> [QUÉ TRABAJAR]
[1] Reescribe como lista el párrafo del texto sobre el palacio Basavilbaso que comienza con "En la planta baja funciona", conservando sus datos principales.
[2] Transcribe literalmente el fragmento del texto sobre el palacio Basavilbaso que empieza en las palabras "La primera etapa" y termina después de "adelanta el chef.".
[3] Según el texto sobre el palacio Basavilbaso, ¿cuántos metros cuadrados ocupa el edificio?

> [TEXTO PROPORCIONADO]

====

El resurgimiento llegó de la mano de Gastronomía y Entretenimiento SRL, la firma liderada por el chef Santiago Chittaro junto a los hermanos Juan Andrés y Pablo Ávila. Fanáticos del patrimonio, los tres coincidieron en que la única forma de devolverle vida al palacio era restaurando cada pieza original. “La restauración siempre es más costosa que hacer algo de cero, pero este lugar lo merecía”, asegura Pablo.
El Basavilbaso ocupa 1700 m2 distribuidos en cuatro plantas, un sótano y una terraza. La fachada conserva el academicismo de las casonas de principios de siglo, mientras que los interiores revelan el espíritu art déco de Virasoro: profusión de materiales nobles, vitrales geométricos, arañas de cristal, esculturas misteriosas y ornamentos originales.
El trabajo de restauración fue minucioso. Se recuperaron mármoles, el viejo y bello vitreaux, escaleras, arañas antiguas y mobiliario de época. También se sumaron esculturas, cuadros y piezas únicas que refuerzan la atmósfera histórica. En una antigua biblioteca aparecieron reliquias incunables, entre ellas dos sables del año 800. “Estos lugares se vienen abajo si no se usan. Había que darles vida otra vez”, cuenta Chittaro.
El impacto comienza desde el ingreso: el palacio tiene doble acceso, por Ayacucho y por Pacheco de Melo, donde se despliega una galería de recepción repleta de mesitas que ya respira aire señorial. Tras esa primera impresión, la experiencia se expande por los distintos pisos.
En la planta baja funciona una cafetería con brunchs y almuerzos livianos, acompañada por mobiliario restaurado y vitrales que filtran la luz. El primer piso conserva un salón señorial sin columnas, con un piano de cola, revestimientos de cedro y delicada boiserie, pensado para eventos sociales y corporativos. El segundo albergará un bar de coctelería y un restaurante de alta cocina con impronta art déco; mientras que en la terraza se proyecta un rooftop con aire neoyorquino y, en el sótano, una cava con capacidad para 2000 botellas completa la propuesta.
“Entrás a un palacio y la vara está muy alta. Queremos que cada visita esté a la altura, pero sin solemnidad. La idea es que sea un lugar relajado, disfrutable”, dice Chittaro.
La primera etapa fue la apertura de la cafetería y la respuesta del público no se hizo esperar. Vecinos y curiosos se acercaron desde el primer día y las redes sociales amplificaron el rumor de que era posible darse un gusto en un palacio por un precio accesible. “El café fue un boom. Este es apenas el inicio. Ahora avanzamos con la restauración del restaurante del segundo piso y de la terraza, donde habrá nuevos espacios exclusivos”, adelanta el chef.

====

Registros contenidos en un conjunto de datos
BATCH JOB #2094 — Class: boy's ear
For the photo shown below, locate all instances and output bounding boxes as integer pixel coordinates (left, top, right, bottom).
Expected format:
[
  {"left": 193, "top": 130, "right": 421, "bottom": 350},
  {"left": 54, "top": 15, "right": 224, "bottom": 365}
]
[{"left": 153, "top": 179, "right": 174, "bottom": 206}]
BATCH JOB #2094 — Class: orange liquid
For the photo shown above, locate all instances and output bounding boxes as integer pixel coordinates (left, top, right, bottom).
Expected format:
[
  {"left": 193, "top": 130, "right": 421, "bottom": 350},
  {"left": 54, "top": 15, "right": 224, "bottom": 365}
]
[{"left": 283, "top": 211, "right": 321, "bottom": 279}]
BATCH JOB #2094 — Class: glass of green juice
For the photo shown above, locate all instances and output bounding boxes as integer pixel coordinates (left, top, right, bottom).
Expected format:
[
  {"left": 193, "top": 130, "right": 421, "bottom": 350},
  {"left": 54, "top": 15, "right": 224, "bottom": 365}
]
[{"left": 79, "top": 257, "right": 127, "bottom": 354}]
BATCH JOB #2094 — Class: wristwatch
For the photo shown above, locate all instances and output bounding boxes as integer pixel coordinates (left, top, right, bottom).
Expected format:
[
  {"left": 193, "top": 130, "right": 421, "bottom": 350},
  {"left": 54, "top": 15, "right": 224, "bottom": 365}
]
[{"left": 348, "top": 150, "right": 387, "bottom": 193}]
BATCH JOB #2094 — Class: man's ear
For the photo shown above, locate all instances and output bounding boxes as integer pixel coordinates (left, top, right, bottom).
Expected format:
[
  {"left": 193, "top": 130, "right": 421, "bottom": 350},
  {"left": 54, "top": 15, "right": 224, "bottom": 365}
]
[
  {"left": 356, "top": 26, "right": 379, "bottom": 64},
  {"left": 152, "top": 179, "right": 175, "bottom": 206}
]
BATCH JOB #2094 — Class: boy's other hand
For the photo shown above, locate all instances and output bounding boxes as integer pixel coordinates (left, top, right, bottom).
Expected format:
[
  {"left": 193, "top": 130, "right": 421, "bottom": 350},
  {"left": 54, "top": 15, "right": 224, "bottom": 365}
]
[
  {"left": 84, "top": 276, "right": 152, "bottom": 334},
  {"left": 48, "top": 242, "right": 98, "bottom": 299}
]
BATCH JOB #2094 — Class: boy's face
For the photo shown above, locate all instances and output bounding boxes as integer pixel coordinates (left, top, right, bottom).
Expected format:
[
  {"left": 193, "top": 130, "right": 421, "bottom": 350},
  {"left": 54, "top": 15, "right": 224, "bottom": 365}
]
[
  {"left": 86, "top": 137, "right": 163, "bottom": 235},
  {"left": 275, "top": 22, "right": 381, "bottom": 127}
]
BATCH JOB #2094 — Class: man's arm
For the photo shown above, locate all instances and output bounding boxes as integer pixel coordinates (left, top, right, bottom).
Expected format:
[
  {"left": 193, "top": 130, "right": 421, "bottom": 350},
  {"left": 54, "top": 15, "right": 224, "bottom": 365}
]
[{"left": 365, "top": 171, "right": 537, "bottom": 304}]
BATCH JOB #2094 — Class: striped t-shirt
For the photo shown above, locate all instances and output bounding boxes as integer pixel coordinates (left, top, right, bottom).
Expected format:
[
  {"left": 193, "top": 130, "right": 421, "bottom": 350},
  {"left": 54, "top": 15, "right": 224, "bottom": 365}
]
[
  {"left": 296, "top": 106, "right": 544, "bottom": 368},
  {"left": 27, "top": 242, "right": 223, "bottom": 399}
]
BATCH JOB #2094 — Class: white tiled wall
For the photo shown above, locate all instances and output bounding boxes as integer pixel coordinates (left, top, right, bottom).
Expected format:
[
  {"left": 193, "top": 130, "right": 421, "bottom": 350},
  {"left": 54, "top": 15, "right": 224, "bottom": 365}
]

====

> [RESPUESTAS COMPLETAS]
[1]
- Planta baja: cafetería con brunchs y almuerzos livianos, mobiliario restaurado y vitrales que filtran la luz.
- Primer piso: salón señorial sin columnas, con piano de cola, revestimientos de cedro y boiserie, pensado para eventos sociales y corporativos.
- Segundo piso: albergará un bar de coctelería y un restaurante de alta cocina con impronta art déco.
- Terraza: se proyecta un rooftop con aire neoyorquino.
- Sótano: cava con capacidad para 2000 botellas.

[2]
La primera etapa fue la apertura de la cafetería y la respuesta del público no se hizo esperar. Vecinos y curiosos se acercaron desde el primer día y las redes sociales amplificaron el rumor de que era posible darse un gusto en un palacio por un precio accesible. “El café fue un boom. Este es apenas el inicio. Ahora avanzamos con la restauración del restaurante del segundo piso y de la terraza, donde habrá nuevos espacios exclusivos”, adelanta el chef.

[3] Ocupa 1700 m2, distribuidos en cuatro plantas, un sótano y una terraza.